(Description of the task):
Print the items exactly as they appear, starting at the line that contains "tag the silver laptop lid" and running through the last line of the items, with both ends included.

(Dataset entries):
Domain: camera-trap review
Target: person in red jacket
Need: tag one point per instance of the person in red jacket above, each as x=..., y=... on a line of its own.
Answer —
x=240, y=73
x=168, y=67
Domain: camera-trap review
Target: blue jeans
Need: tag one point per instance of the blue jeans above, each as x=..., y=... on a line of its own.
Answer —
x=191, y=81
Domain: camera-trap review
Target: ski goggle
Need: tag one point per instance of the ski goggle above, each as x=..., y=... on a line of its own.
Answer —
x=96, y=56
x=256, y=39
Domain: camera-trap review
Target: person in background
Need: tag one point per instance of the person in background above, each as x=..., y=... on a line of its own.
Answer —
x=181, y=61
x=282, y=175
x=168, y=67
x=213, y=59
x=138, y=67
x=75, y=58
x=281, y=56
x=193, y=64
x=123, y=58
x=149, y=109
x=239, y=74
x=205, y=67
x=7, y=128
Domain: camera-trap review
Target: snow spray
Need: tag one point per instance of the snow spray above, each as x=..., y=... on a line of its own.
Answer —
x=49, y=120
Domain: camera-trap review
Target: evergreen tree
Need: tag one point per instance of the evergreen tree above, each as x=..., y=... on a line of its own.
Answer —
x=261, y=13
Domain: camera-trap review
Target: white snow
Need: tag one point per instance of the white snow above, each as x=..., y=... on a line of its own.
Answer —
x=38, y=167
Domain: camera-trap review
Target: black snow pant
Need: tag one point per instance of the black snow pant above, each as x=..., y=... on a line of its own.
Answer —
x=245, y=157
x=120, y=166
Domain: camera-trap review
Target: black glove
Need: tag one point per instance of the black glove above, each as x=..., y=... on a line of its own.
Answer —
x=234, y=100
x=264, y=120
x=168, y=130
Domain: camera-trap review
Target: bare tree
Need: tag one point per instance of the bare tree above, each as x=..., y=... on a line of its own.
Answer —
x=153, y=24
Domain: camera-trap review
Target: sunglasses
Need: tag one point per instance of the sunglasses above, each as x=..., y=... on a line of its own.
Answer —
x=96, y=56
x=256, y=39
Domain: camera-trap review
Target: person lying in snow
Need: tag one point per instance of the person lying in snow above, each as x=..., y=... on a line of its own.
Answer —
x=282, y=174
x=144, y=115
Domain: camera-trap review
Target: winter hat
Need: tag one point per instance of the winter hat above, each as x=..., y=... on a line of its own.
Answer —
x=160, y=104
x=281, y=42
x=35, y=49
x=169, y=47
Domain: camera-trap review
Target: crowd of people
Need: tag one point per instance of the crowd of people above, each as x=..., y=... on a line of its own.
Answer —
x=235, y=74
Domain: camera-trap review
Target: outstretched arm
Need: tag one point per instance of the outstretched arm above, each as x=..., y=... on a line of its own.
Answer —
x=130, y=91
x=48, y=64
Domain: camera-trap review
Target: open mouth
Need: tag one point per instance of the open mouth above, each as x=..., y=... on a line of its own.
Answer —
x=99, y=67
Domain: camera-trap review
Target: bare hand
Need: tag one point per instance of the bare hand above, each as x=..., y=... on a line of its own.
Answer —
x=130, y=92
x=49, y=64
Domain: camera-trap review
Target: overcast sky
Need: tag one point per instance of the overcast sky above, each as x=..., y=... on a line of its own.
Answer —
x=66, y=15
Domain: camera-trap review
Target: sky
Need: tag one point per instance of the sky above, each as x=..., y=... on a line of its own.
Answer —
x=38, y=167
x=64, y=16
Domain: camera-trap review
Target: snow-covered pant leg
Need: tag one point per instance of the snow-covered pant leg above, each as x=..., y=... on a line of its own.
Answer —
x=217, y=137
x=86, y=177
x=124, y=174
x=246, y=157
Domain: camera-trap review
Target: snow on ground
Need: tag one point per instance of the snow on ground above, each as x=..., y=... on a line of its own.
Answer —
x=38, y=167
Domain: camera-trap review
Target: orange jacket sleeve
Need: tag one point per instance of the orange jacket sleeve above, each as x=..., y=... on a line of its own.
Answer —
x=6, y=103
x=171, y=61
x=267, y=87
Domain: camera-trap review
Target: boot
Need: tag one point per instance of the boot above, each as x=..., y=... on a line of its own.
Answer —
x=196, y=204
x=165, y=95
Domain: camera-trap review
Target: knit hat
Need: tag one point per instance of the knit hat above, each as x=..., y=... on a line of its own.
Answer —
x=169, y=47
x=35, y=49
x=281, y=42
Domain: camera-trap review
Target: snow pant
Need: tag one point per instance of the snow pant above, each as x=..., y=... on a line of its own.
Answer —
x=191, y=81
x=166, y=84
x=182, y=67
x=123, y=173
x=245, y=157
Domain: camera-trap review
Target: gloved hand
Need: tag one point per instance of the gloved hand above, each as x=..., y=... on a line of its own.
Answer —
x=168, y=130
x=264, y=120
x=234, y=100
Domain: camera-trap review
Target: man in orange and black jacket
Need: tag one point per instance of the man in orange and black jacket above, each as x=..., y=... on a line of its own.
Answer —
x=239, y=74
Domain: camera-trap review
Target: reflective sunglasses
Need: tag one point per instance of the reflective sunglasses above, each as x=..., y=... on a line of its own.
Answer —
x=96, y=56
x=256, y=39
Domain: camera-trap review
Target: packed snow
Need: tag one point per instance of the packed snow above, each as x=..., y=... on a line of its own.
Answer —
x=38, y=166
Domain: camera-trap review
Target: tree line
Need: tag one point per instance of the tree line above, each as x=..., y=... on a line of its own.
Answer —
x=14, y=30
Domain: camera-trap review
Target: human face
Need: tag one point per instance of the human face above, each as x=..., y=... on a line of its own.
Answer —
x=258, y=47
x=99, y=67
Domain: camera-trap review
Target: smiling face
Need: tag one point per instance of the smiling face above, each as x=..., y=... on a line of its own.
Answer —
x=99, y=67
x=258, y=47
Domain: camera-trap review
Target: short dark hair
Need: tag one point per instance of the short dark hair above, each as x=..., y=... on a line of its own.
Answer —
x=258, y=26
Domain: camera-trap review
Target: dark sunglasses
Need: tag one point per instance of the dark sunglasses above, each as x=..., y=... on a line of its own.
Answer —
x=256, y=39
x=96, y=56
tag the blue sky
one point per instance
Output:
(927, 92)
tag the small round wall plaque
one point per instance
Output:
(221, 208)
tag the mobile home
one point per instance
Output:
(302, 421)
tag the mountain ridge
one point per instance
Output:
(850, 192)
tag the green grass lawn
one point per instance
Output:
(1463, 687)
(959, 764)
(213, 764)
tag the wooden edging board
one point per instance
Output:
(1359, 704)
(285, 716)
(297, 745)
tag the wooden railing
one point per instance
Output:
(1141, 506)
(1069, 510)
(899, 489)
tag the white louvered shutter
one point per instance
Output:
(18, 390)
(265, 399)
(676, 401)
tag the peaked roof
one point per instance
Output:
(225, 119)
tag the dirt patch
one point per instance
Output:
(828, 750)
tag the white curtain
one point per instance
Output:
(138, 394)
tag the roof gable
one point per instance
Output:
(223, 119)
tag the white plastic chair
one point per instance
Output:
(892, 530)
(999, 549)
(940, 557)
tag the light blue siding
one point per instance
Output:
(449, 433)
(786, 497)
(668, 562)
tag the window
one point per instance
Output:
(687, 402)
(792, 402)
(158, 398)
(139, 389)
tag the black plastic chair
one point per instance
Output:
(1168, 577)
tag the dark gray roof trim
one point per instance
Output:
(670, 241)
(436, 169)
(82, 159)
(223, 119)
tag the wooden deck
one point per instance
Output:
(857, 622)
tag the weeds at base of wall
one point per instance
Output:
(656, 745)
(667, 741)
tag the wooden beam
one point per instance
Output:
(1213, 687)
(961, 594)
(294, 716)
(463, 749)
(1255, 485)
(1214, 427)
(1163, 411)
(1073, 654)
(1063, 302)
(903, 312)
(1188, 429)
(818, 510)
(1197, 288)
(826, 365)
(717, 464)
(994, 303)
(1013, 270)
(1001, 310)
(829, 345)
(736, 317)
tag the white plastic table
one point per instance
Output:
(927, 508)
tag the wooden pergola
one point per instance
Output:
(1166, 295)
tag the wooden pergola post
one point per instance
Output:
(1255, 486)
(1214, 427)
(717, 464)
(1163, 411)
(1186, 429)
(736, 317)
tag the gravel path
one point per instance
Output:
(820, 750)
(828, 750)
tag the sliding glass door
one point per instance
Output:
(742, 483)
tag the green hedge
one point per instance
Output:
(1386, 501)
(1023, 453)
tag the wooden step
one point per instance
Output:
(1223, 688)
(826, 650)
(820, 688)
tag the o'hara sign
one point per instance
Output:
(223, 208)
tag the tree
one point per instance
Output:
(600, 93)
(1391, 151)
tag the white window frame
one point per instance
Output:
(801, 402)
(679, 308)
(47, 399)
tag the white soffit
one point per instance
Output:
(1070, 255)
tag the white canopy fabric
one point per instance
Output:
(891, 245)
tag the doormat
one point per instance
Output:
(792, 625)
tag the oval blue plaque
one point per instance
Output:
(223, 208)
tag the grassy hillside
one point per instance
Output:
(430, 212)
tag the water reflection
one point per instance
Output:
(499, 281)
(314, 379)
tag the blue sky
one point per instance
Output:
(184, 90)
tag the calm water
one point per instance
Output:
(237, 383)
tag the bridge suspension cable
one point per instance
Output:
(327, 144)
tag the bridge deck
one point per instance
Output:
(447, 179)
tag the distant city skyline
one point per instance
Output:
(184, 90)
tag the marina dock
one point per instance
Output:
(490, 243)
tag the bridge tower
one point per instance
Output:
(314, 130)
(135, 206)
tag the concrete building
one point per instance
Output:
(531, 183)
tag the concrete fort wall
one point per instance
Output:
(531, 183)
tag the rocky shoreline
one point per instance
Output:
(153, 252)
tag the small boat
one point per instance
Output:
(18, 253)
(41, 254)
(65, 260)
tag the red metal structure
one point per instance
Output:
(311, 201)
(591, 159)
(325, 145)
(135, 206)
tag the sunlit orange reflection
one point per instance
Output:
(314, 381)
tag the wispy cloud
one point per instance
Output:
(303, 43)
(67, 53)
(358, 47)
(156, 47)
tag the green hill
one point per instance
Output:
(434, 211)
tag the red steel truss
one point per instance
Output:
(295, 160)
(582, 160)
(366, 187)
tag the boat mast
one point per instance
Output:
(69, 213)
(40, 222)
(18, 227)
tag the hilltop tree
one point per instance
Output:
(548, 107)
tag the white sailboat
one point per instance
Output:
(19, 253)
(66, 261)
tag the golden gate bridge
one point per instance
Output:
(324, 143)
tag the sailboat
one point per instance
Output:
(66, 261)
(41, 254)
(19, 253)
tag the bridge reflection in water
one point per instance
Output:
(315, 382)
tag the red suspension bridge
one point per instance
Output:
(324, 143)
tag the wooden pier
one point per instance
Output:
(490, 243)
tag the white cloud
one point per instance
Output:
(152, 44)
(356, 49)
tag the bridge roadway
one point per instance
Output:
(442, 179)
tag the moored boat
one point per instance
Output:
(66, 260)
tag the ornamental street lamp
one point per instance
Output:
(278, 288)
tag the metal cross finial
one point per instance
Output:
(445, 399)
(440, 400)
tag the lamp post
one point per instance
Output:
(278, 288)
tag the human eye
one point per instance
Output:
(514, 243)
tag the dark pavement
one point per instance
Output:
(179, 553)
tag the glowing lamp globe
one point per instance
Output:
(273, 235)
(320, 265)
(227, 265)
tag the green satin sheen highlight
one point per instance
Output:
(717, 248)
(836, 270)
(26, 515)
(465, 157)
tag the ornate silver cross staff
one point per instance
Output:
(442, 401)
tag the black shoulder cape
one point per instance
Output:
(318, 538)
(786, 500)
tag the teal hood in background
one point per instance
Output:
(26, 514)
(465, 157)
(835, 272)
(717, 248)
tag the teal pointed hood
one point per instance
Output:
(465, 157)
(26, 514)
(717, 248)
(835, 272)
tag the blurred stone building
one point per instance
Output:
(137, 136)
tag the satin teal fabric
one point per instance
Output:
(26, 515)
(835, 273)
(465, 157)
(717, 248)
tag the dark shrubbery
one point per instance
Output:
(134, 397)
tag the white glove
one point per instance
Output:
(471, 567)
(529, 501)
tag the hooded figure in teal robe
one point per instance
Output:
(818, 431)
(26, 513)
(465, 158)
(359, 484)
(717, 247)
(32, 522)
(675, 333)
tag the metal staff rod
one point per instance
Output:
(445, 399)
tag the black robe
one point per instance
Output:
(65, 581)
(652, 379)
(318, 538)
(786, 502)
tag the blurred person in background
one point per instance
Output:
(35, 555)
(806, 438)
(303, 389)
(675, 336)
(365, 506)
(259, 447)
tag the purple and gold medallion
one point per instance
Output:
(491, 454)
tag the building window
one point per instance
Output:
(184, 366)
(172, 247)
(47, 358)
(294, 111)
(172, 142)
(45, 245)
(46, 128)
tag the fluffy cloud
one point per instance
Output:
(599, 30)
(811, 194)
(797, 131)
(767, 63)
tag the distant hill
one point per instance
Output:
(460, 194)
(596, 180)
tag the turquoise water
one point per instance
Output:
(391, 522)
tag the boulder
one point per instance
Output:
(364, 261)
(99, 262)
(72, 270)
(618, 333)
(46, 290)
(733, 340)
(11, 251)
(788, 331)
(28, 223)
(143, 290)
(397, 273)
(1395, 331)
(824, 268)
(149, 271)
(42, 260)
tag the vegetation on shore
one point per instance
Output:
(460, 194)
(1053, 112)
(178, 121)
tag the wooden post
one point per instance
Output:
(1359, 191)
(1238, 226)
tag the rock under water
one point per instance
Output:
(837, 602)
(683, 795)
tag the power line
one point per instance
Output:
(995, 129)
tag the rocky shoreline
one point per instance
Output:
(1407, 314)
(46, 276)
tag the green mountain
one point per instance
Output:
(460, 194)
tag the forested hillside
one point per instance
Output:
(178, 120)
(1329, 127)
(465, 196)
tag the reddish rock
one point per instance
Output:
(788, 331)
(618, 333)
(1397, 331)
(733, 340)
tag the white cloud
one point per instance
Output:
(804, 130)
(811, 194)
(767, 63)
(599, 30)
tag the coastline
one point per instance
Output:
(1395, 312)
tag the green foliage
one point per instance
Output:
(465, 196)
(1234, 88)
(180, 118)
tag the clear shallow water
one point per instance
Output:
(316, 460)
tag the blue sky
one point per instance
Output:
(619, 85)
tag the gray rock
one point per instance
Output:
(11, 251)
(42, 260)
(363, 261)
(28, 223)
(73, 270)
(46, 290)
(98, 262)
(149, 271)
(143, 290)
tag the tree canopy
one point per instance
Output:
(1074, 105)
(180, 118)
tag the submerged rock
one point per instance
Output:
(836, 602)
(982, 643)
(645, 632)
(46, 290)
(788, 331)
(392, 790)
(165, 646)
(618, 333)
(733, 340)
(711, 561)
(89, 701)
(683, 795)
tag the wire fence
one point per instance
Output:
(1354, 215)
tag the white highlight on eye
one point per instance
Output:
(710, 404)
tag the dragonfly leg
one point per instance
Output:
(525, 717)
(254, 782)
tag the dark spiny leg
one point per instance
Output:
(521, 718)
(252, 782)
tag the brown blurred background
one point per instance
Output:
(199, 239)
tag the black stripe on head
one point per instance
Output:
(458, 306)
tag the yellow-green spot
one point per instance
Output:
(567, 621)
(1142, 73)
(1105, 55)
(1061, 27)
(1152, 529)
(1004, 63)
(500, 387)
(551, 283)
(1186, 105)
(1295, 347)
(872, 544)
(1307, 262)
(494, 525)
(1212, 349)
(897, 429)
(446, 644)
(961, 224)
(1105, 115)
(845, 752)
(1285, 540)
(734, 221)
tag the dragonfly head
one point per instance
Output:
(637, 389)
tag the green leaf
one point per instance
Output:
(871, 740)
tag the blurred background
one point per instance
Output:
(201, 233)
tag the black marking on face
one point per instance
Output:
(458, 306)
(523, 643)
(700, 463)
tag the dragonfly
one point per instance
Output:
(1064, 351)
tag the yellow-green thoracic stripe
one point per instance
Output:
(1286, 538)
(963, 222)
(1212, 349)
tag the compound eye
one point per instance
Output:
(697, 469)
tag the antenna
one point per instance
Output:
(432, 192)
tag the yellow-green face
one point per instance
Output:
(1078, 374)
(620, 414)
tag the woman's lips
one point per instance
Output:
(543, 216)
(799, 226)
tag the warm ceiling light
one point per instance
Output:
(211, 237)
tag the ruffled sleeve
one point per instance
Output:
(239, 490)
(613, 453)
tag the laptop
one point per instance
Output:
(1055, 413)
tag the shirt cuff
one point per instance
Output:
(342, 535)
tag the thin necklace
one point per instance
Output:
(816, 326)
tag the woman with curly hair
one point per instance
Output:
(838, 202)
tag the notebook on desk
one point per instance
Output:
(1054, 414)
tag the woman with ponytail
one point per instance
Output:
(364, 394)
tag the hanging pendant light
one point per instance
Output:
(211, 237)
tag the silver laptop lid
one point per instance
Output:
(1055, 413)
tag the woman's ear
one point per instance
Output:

(Correct result):
tag the silver laptop lid
one point per instance
Output:
(1055, 413)
tag the woman's ear
one point per instance
Output:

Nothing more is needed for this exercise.